(Supplied text begins)
Intercultural communication is topic of IUSB Forum
Director of the Center for Intercultural Relations Dr. Gottfried Oosterwal presented his lecture “You Just don’t Understand, Communicating with People from Diverse Cultures” to an audience of students and faculty at the fall IU South Bend forum on October 19. Dr. Oosterwall’s lecture discussed cultural diversity and how it affects national and international multicultural societies.
The United States population consists of 175 different ethno-cultural groups. English is the most spoken language in the Unites States with Spanish following second, Chinese third and Russian fourth. Communication with other cultures is necessary in our daily lives because of its widespread impact. Cross cultural competence is necessary for educational, medicinal, business, and political occurrences.
To become competent in cross cultural communication Dr. Oosterwall described four habits to practice. According to Dr. Oosterwall, knowing your own cultural code and recognizing different cultural codes of others is important and necessary in our globalizing world.
Cultural codes are created by members of each ethno-cultural. Members are characterized by their own specific cultural code. Another aspect to consider along with cultural codes understands the differences between high and low context cultures.
Communicating in a high or low context culture changes verbal and nonverbal meanings in language, behaviors, and beliefs. Effective communication depends on following the four practices of competency in Cross Cultural communication.
- Understanding one’s own cultural code &how it shapes the way we act and think, relate & communicate.
- Knowing other people’s cultural code & how it affects communication.
- Developing a sense of humility, recognizing that all cultures are ever so many different ways of being human and/or pursuing happiness
- Becoming skilled in using other people’s code when relating & communicating with them
Communication is more effective when people attempt to understand one another’s differences and make accommodation for those differences in their own communication.
Dr. Oosterwall shared a variety of entertaining parables about his experiences where he first hand experienced cross cultural situations. Dr. Oosterwall was introduced to IU South Bend by Lecturer Tami Martinez, who has been a long -time friend and former employee at Andrews University in Berrien Springs, Michigan.
(Supplied text ends)
(Record extracts begins)
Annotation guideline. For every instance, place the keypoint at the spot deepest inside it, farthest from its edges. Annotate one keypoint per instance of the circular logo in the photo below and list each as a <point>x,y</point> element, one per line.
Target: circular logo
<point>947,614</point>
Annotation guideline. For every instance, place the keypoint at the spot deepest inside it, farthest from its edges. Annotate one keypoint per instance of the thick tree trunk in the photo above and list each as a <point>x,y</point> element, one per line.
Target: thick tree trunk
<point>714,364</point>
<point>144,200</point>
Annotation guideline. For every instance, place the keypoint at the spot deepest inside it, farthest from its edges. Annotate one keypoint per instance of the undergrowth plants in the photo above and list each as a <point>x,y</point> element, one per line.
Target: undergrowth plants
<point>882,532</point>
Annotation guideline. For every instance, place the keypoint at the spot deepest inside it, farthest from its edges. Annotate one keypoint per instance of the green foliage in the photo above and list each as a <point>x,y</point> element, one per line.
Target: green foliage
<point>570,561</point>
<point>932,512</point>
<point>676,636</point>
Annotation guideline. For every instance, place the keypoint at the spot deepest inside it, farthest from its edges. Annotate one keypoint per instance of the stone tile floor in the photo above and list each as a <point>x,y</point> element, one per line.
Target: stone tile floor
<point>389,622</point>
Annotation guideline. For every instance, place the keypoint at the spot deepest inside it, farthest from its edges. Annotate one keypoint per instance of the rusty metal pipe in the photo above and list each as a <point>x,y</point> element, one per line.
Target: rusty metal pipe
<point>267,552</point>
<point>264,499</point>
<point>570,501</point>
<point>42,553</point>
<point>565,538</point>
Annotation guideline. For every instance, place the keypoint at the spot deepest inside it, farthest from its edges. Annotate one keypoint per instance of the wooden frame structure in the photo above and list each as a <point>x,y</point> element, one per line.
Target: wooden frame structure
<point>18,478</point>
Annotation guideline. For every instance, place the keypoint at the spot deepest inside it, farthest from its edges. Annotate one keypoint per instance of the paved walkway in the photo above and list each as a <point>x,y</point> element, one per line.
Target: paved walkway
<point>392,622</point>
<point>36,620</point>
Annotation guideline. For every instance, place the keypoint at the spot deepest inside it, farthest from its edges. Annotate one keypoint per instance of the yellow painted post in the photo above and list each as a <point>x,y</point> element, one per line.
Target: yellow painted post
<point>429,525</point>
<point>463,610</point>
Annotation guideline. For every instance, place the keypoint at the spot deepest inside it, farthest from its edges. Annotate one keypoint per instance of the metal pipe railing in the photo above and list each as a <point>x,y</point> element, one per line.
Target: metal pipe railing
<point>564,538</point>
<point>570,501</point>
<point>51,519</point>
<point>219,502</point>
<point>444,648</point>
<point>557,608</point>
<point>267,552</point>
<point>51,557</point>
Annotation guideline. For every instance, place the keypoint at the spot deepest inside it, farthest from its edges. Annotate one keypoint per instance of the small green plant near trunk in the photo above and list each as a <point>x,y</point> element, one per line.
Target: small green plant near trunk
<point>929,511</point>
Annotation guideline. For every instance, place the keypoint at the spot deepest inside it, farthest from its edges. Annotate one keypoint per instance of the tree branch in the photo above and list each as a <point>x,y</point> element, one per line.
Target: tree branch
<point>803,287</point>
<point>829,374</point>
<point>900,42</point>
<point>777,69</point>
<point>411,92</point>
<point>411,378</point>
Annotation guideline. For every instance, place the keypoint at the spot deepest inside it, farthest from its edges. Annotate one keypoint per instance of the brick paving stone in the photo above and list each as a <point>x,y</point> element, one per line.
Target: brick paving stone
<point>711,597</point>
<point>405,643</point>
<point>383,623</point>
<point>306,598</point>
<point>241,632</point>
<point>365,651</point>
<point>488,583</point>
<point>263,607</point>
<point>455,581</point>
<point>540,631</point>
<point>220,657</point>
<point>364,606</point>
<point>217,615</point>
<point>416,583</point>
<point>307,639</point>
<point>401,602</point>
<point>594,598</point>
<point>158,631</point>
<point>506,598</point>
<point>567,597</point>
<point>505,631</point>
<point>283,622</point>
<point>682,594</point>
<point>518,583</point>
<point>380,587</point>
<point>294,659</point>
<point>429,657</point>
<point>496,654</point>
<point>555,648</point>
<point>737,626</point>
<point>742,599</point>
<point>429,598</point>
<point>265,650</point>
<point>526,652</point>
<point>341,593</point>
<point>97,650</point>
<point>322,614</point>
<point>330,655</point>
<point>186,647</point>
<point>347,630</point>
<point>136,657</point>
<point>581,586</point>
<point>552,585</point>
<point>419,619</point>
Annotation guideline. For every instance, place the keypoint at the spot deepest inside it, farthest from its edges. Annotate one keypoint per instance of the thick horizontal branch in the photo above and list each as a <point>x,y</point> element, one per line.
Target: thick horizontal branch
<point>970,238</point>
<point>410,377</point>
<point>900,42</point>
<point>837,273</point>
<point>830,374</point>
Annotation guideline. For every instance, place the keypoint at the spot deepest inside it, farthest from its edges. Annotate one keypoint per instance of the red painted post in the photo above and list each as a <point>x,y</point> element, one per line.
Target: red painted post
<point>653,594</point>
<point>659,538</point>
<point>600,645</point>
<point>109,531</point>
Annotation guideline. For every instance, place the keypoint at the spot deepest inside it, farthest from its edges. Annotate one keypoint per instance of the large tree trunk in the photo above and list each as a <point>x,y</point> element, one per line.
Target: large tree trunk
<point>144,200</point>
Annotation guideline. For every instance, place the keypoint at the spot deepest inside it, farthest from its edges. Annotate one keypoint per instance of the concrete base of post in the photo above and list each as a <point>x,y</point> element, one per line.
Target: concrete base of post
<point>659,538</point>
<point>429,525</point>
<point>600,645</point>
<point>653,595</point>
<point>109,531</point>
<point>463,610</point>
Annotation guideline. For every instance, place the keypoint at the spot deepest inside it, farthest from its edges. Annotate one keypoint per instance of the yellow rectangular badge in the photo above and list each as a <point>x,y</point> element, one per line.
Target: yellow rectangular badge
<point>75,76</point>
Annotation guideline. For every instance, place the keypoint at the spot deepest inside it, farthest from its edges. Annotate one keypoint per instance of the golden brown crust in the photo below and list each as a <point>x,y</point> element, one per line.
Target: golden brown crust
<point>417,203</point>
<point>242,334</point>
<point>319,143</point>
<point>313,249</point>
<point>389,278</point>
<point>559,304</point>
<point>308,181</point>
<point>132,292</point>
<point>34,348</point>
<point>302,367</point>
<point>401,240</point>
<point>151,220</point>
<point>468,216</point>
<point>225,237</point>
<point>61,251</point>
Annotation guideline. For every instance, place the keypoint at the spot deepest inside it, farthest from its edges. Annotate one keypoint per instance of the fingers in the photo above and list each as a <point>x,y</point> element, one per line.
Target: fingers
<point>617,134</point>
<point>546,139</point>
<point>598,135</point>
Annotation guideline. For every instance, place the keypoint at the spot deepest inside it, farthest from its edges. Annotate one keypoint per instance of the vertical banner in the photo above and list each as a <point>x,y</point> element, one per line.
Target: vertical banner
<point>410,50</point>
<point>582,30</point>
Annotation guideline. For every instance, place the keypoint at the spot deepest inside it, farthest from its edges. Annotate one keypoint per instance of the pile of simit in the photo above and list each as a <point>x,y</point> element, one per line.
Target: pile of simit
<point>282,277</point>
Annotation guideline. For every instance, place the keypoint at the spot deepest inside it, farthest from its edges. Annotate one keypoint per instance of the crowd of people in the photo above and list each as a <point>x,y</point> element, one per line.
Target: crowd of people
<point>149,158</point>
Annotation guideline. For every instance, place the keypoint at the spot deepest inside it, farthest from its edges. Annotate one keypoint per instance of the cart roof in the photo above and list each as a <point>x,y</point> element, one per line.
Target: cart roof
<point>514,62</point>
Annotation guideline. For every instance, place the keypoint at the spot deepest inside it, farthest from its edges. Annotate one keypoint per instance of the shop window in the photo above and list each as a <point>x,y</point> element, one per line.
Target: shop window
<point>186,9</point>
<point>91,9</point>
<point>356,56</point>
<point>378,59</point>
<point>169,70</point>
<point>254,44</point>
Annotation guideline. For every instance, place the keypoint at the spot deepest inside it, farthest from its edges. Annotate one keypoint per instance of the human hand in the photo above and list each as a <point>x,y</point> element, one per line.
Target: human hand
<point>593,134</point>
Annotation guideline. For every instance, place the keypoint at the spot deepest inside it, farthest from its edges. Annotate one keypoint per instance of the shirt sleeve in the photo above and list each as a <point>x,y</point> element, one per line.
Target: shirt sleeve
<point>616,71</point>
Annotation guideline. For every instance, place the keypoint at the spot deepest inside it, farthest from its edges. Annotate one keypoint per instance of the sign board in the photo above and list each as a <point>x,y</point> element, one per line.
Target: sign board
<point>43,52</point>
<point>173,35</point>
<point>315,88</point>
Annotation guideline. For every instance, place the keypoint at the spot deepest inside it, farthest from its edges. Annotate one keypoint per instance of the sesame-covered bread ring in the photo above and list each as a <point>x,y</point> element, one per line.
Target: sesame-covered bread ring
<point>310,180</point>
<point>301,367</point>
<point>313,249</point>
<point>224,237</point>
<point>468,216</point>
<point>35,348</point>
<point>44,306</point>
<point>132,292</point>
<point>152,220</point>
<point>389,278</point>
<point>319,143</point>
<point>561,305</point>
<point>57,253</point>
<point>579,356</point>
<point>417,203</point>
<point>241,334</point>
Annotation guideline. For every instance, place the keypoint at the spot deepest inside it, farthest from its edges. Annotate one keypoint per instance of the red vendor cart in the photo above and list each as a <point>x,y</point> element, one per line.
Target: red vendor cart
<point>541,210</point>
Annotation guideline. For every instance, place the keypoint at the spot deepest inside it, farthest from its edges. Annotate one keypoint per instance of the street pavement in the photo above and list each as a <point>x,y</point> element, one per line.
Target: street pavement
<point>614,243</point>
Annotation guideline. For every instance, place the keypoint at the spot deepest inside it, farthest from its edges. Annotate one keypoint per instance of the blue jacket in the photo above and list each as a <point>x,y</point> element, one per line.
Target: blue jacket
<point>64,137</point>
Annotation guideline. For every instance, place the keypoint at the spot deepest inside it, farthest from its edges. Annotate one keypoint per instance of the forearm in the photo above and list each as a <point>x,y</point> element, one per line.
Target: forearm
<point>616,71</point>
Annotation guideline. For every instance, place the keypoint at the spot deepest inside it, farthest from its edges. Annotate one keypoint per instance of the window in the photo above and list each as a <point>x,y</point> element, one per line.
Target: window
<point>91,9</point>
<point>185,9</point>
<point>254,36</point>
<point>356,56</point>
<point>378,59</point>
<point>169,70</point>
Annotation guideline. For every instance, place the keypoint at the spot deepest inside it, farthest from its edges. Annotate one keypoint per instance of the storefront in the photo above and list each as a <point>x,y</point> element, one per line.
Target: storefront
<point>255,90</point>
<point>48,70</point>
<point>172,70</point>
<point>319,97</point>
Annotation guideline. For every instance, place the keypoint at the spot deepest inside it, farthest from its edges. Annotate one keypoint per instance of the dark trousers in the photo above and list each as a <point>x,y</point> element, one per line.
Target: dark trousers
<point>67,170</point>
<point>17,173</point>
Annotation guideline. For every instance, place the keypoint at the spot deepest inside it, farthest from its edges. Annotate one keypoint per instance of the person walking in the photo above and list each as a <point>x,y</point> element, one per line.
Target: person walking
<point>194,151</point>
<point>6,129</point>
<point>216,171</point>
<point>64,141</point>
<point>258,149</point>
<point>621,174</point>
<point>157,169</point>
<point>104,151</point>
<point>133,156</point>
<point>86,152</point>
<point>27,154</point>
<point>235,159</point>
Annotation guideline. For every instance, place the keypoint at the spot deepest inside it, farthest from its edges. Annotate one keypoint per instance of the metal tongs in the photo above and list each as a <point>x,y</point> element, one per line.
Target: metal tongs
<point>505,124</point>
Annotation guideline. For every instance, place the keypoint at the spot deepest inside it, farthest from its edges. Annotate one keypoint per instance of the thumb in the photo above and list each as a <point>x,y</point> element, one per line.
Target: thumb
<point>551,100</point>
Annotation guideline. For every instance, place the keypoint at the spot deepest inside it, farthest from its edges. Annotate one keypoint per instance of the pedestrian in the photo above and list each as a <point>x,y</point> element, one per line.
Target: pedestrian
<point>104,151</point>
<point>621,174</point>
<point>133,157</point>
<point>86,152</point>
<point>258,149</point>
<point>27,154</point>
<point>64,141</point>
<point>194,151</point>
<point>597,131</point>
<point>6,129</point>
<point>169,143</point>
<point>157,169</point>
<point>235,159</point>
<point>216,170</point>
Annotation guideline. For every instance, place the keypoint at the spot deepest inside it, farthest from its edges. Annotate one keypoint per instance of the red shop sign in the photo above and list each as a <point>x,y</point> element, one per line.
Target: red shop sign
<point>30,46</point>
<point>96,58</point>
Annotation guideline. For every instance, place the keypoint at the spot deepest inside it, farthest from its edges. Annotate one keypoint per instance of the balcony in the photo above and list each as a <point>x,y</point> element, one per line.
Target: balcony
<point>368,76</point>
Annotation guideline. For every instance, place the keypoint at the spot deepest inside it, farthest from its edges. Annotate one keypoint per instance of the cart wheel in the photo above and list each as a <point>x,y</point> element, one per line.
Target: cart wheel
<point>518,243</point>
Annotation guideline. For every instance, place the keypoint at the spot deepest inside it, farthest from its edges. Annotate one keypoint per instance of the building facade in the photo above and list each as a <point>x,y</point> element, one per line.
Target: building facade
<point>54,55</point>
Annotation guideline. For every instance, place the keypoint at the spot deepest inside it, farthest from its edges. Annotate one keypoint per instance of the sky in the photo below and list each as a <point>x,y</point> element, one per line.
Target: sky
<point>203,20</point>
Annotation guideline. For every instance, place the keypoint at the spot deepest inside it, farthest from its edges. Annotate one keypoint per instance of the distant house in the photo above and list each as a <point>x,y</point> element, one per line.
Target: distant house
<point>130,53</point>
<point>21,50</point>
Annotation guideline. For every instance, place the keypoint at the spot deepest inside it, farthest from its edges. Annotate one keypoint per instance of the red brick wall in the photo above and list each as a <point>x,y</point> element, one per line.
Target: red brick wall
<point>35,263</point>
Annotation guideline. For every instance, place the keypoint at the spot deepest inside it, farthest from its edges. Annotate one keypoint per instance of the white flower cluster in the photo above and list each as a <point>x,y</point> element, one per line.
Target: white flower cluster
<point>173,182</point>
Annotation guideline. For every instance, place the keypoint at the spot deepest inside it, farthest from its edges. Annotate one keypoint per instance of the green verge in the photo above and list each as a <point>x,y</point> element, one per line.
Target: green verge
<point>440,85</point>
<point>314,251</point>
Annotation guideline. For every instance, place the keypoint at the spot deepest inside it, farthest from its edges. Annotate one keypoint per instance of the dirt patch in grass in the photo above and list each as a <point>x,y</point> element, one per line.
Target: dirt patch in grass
(Record extracts ends)
Write out the forum article word for word, everything from "- Knowing other" down to "Berrien Springs, Michigan.". The rows are separate material and have no connection to the forum article.

**The answer:**
- Knowing other people’s cultural code & how it affects communication.
- Developing a sense of humility, recognizing that all cultures are ever so many different ways of being human and/or pursuing happiness
- Becoming skilled in using other people’s code when relating & communicating with them
Communication is more effective when people attempt to understand one another’s differences and make accommodation for those differences in their own communication.
Dr. Oosterwall shared a variety of entertaining parables about his experiences where he first hand experienced cross cultural situations. Dr. Oosterwall was introduced to IU South Bend by Lecturer Tami Martinez, who has been a long -time friend and former employee at Andrews University in Berrien Springs, Michigan.